◆ Исходный текст:
►
Тукай страстно выступал против замкнутости татарской жизни, отлично понимая, что национальная ограниченность – если не мгновенная смерть, то медленное умирание. Он преклонялся перед гением Пушкина, с восхищением читал Лермонтова, Некрасова, Кольцова, Никитина, переводил их стихи на татарский, покупал сочинения Толстого (и не раз восторженно отзывался о них), книги Декарта, Кнута, Гамсуна, брошюры с толкованием марксисткой философии. Фигура поэта словно айсберг, возвышается над обывательским болотом того времени. Ведь в жизни татарского общества начала века было немало смешного, наивного, а то и отсталого, граничащего со средневековьем: вера во всякие чудеса, религиозный фанатизм, забитость женщин, схоластика преподавания в медресе, пассивность народных масс…
Поэт осознавал, что отсутствие классической дворянской культуры – серьезный пробел в развитии татарского общества, через которых не так-то просто перепрыгнуть. И тем крепче надо держаться за народную основу – сказки, баиты, легенды, народные песни, частушки (такмак). Открытость души народа для новых веяний и социальных перемен, его доброта и врожденное чувство справедливости служили нравственной опорой тукаю.
◄
◆ Фрагмент набора данных:
►
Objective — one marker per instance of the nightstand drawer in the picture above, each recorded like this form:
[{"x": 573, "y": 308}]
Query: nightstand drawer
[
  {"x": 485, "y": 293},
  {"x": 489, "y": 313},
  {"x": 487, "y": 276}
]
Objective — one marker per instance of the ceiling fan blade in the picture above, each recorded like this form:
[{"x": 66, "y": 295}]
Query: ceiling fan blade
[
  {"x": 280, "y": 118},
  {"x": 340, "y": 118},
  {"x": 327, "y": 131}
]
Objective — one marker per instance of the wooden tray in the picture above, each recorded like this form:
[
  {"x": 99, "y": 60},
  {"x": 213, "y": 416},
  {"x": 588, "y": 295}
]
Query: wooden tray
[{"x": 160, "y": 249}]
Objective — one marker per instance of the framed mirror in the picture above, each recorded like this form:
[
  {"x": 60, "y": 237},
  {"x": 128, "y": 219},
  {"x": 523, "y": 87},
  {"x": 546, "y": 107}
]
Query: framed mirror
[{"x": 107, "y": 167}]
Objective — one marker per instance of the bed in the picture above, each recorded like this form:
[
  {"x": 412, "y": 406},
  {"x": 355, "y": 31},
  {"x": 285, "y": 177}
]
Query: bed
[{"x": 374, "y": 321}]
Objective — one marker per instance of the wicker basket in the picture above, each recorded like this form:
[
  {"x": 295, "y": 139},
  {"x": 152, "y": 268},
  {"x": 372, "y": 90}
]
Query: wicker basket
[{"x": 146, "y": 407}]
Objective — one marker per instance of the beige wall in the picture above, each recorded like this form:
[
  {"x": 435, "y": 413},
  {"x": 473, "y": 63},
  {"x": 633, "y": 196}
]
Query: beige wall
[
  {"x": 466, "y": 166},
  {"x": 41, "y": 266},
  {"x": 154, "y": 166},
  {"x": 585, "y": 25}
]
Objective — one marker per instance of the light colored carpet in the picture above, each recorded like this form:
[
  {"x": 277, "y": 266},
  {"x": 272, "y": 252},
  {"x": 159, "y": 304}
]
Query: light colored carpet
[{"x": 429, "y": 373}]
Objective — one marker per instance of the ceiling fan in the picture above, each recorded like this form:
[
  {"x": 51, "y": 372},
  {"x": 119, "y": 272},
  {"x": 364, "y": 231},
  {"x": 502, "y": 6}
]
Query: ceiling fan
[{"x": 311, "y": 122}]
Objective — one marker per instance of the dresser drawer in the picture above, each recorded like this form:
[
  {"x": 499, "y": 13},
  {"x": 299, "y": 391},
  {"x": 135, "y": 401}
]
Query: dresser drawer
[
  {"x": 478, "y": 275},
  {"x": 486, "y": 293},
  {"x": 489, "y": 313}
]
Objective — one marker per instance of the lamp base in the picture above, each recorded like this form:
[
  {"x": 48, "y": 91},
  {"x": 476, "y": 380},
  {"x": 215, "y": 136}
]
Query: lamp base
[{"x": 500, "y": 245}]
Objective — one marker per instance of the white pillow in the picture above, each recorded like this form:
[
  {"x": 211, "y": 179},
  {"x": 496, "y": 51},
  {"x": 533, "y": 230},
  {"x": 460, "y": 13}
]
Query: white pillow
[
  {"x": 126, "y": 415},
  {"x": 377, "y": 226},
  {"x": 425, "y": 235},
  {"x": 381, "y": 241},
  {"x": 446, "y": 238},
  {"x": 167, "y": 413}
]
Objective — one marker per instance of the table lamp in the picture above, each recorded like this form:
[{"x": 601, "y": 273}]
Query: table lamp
◄
◆ Задание 1:
Ответьте по тексту о Тукае на следующие вопросы:
(а) Перед чьим гением преклонялся поэт?
(б) С чем сравнивается фигура поэта?
(в) Что названо серьезным пробелом в развитии татарского общества?
◆ Задание 2: Напишите продолжение текста о Тукае, начиная после его последнего предложения.

◆ Ответ к заданию 1:
(а) Перед гением Пушкина.
(б) С айсбергом, возвышающимся над обывательским болотом того времени.
(в) Отсутствие классической дворянской культуры.

◆ Ответ к заданию 2:
В золотой фонд татарской литературы вошла поэма Тукая «Кисекбаш». Гиперболические описания силы циркового борца Карахмета (двери закрываются от его дыхания, четвёрка лошадей выбивается из сил, пока довозит его до цирка, восхищенная толпа, запрудившая площадь, не расходится до самого рассвета и т.д.) вполне уместны и продиктованы фантастическим характером самой поэмы. Вспомним хотя бы момент, как катится, подпрыгивая, отрубленная чалмоносная голова. Или сцены в подводном царстве Дива… Мы словно бы присутствуем в момент, когда действительность, проходя через творческое воображение поэта, неузнаваемо преображается.
Подобно взмывающим в небо птицам
Тукай, в сущности, наш современник, хотя и отстоит от нас на целую эпоху. Если бы не преждевременная смерть, он мог бы встретить Октябрьскую революцию тридцатилетним, в полном рассвете жизненных и творческих сил. К началу Великой Отечественной ему было бы 55, и он вполне мог воспевать героические подвиги своих земляков.
«Нации подобны птица, срывающимся при сильном ветре со своих насиженных мест и взмывающим высоко в небо, блистая своим искусством и своей силой, — писал Г. Тукай, — Стоит подуть ветру прогресса, как они, всколыхнувшись, собираются вместе, и каждый представитель нации высказывается о наболевшем. Подобно взмывшим в небо птицам, они являют миру силу ума, таланта и величие своего духа».
Перефразируя эти слова, можно сказать, что и стихи Тукая, подобно птицам, взлетели высоко-высоко, собираясь в дальний полет и являя миру величие его народа.
Тукая – это яркая звезда не только на небосводе родной литературы, но и в культурах всех тюркоязычных народов нашей страны. «Поэзия Габдуллы Тукая, по мастерству своему поднявшаяся до общеевропейского уровня, насыщенная революционным содержанием, стала могучим фактором воздействия на литературы восточных народов России», — писал академик Брагинский.
В послереволюционное время это воздействие расширяется, охватывая все новые народы и языки. Книги поэта издавались на башкирском, казахском, узбекском, туркменском, украинском, чувашском, марийском, каракалпакском, якутском и других языках. Его произведения переведены на немецкий, английский, турецкий, арабский, венгерский и другие языки дальнего зарубежья.
Тукай – язык мой. Равного не знаю.
Он – школа, свет, когда вокруг темно.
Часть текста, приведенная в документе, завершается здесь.